(What the task requires): Write out the data below from the line with "Task: locate the white sock, a" through the line with "<point>264,1058</point>", including both of those lines, and reproduce each line without any changes.

Labeled-object pointing entries
* * *

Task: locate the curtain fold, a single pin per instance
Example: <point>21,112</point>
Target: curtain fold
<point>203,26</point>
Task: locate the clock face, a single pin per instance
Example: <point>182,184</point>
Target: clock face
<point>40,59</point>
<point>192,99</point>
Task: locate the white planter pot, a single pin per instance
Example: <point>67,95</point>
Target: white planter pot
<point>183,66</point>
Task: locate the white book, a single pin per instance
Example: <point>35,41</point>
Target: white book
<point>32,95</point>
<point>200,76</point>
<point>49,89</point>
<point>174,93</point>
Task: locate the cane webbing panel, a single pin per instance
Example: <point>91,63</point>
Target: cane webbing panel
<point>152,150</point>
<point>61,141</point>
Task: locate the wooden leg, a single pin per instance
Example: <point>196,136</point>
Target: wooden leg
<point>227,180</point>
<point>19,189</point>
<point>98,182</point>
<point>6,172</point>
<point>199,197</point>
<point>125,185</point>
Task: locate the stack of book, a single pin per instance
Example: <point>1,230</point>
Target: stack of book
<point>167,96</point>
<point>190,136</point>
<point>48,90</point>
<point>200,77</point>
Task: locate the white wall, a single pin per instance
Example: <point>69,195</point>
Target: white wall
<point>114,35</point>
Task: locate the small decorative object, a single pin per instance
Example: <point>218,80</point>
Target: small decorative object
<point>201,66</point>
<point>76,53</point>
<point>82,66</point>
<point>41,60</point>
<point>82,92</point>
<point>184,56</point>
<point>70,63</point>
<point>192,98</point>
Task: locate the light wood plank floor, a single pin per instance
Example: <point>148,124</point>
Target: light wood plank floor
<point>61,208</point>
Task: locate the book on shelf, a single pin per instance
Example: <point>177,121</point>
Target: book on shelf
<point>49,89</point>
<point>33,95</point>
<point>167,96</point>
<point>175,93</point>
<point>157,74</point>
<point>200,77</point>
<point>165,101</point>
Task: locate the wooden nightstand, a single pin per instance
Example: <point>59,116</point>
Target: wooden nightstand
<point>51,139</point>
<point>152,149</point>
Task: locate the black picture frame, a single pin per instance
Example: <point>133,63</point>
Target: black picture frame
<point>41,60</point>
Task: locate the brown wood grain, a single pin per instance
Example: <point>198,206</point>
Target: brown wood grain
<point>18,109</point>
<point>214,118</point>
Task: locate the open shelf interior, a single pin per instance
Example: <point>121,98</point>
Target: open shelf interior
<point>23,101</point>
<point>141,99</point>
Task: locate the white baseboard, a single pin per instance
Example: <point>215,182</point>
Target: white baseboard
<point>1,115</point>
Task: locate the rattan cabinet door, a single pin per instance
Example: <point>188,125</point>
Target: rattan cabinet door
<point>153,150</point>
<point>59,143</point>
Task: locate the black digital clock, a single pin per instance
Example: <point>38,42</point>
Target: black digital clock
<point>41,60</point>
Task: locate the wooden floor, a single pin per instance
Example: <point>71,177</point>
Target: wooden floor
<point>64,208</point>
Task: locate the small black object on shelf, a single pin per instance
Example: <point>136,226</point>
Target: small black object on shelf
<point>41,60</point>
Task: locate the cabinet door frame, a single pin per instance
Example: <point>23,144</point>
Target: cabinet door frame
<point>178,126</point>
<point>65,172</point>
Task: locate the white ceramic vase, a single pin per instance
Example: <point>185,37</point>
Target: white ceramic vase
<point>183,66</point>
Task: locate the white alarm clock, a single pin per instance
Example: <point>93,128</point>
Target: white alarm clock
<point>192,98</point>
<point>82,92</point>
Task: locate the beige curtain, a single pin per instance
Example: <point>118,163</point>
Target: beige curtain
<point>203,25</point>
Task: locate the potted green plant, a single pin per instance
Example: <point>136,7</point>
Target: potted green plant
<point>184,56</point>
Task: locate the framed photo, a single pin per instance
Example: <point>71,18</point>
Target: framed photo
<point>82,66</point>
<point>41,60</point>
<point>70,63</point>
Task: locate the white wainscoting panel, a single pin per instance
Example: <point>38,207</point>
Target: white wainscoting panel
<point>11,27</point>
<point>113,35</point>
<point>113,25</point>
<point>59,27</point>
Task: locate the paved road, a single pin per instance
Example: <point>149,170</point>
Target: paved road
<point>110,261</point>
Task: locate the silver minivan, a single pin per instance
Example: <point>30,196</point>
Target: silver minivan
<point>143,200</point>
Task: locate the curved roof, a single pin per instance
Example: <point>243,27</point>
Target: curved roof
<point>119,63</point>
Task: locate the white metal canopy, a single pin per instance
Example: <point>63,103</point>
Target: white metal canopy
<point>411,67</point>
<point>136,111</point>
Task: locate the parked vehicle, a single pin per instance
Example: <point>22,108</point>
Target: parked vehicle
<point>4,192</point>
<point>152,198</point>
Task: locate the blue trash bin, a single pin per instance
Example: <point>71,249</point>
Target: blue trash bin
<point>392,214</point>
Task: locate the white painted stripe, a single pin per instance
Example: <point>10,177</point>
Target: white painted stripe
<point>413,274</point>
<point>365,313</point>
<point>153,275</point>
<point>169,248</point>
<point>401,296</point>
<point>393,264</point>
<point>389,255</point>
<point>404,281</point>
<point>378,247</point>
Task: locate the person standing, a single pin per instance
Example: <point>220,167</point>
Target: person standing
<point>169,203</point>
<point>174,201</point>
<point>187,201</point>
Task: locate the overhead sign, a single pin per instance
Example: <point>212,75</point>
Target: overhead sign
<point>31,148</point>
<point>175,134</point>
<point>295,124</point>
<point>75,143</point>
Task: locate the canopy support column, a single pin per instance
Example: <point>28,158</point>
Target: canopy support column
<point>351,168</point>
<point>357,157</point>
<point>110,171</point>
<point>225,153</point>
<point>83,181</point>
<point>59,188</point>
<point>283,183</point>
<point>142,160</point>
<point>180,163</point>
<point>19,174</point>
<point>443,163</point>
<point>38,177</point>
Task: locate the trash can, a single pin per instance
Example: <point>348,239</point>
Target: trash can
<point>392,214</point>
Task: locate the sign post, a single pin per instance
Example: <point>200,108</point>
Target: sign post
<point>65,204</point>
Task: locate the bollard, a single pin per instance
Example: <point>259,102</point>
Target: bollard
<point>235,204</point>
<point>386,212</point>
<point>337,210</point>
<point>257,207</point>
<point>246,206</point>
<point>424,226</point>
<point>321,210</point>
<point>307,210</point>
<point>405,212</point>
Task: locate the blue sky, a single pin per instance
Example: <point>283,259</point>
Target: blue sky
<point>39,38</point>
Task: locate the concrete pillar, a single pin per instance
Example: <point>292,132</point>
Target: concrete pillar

* * *

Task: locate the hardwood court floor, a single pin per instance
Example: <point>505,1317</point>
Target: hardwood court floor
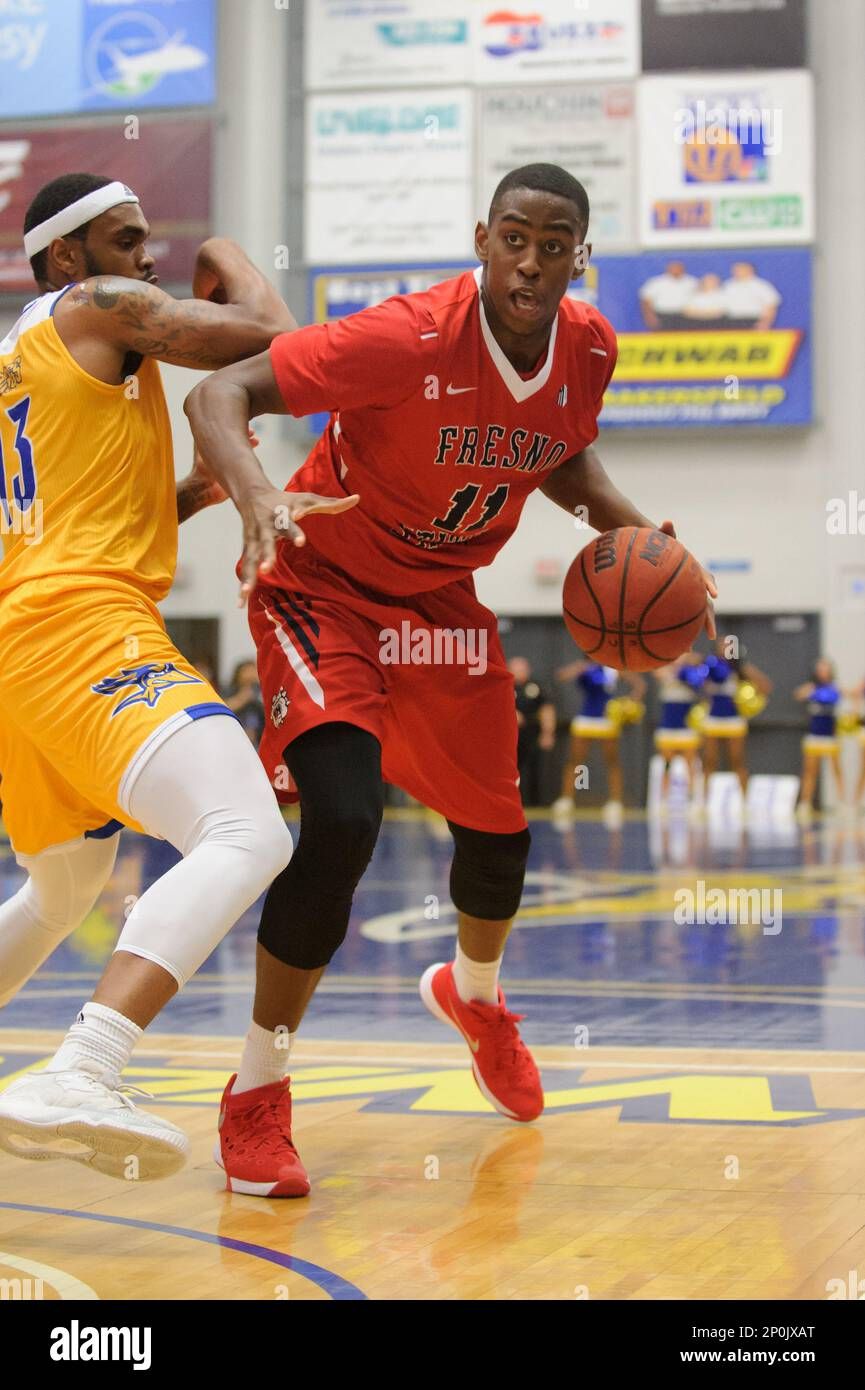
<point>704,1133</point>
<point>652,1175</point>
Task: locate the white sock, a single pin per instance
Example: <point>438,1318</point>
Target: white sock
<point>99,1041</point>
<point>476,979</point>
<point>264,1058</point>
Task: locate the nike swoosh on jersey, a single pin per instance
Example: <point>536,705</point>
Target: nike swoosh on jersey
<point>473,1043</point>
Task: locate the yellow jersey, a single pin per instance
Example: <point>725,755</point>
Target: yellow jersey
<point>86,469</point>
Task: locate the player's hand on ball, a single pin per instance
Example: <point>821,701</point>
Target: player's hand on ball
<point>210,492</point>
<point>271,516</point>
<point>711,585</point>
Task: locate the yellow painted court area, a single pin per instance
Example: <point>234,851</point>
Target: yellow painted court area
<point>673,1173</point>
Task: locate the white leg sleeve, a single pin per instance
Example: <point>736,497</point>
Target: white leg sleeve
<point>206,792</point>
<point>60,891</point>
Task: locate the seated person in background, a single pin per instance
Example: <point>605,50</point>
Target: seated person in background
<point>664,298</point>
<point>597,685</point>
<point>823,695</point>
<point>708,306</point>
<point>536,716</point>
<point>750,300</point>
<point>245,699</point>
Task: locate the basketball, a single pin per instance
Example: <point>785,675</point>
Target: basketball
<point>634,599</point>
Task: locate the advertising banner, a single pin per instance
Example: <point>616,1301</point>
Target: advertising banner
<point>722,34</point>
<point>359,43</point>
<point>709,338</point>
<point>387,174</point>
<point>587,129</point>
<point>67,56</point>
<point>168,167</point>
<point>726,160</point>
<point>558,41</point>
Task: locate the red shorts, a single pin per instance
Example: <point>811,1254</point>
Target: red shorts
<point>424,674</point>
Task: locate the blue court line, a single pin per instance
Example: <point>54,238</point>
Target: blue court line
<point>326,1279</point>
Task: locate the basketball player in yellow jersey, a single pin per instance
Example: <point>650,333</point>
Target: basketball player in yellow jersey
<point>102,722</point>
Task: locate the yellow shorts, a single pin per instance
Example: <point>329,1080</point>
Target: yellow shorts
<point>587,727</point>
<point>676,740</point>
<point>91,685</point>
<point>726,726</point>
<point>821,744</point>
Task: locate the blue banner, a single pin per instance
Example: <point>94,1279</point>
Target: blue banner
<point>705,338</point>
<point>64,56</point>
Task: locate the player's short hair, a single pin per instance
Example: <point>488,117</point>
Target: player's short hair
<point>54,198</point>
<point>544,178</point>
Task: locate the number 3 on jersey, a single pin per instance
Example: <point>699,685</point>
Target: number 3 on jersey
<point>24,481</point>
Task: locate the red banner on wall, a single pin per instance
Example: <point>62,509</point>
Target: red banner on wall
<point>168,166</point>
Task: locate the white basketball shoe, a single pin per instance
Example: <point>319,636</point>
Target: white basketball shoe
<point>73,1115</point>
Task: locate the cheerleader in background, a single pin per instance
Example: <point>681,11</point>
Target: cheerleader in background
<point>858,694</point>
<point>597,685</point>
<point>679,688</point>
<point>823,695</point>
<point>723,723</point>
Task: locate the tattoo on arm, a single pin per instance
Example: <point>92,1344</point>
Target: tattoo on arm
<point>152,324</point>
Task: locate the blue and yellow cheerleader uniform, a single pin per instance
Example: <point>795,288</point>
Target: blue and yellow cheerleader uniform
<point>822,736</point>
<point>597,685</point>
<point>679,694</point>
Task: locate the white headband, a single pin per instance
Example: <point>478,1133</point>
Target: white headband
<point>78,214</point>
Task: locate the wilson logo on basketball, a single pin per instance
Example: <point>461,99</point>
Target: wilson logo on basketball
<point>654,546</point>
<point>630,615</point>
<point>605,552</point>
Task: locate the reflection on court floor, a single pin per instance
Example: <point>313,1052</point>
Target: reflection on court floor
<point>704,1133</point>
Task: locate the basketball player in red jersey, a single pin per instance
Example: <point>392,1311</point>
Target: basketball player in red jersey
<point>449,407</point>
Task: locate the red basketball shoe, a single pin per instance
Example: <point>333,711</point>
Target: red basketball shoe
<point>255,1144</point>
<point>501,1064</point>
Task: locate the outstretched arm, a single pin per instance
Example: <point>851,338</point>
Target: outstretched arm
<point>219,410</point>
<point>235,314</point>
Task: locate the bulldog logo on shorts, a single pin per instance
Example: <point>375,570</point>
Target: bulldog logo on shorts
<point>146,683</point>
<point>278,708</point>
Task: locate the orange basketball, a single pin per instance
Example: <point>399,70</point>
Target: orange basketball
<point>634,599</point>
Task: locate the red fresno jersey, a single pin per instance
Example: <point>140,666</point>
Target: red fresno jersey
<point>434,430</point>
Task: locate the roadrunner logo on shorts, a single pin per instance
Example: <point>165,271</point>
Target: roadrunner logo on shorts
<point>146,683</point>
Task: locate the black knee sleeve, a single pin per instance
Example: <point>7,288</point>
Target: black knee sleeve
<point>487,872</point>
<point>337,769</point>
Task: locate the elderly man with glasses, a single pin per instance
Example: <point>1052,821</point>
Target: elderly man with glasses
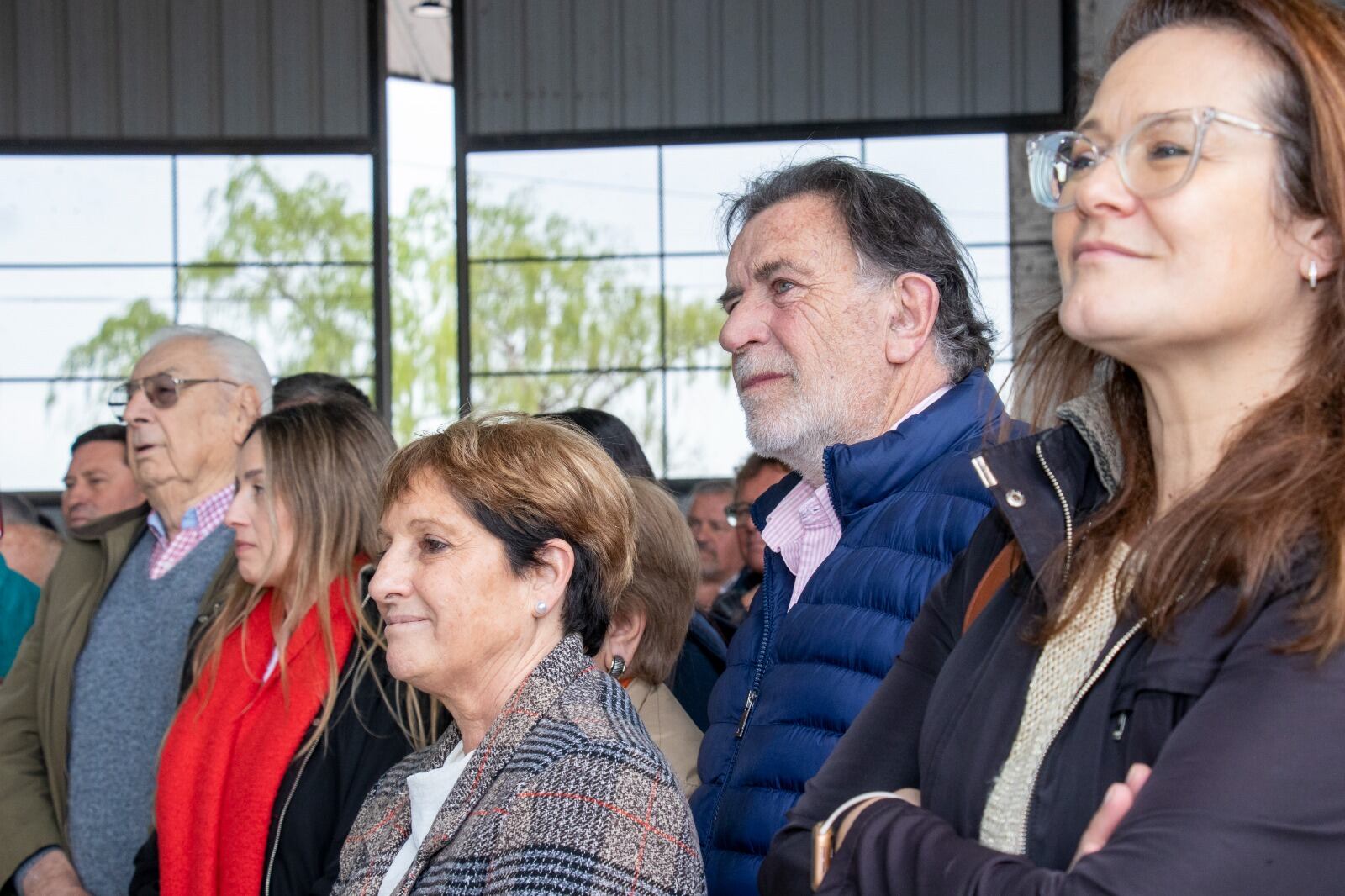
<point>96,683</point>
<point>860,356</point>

* * *

(Exercise answer):
Task: locate the white sock, a single pin per instance
Example: <point>438,1318</point>
Target: white sock
<point>99,1041</point>
<point>476,979</point>
<point>264,1058</point>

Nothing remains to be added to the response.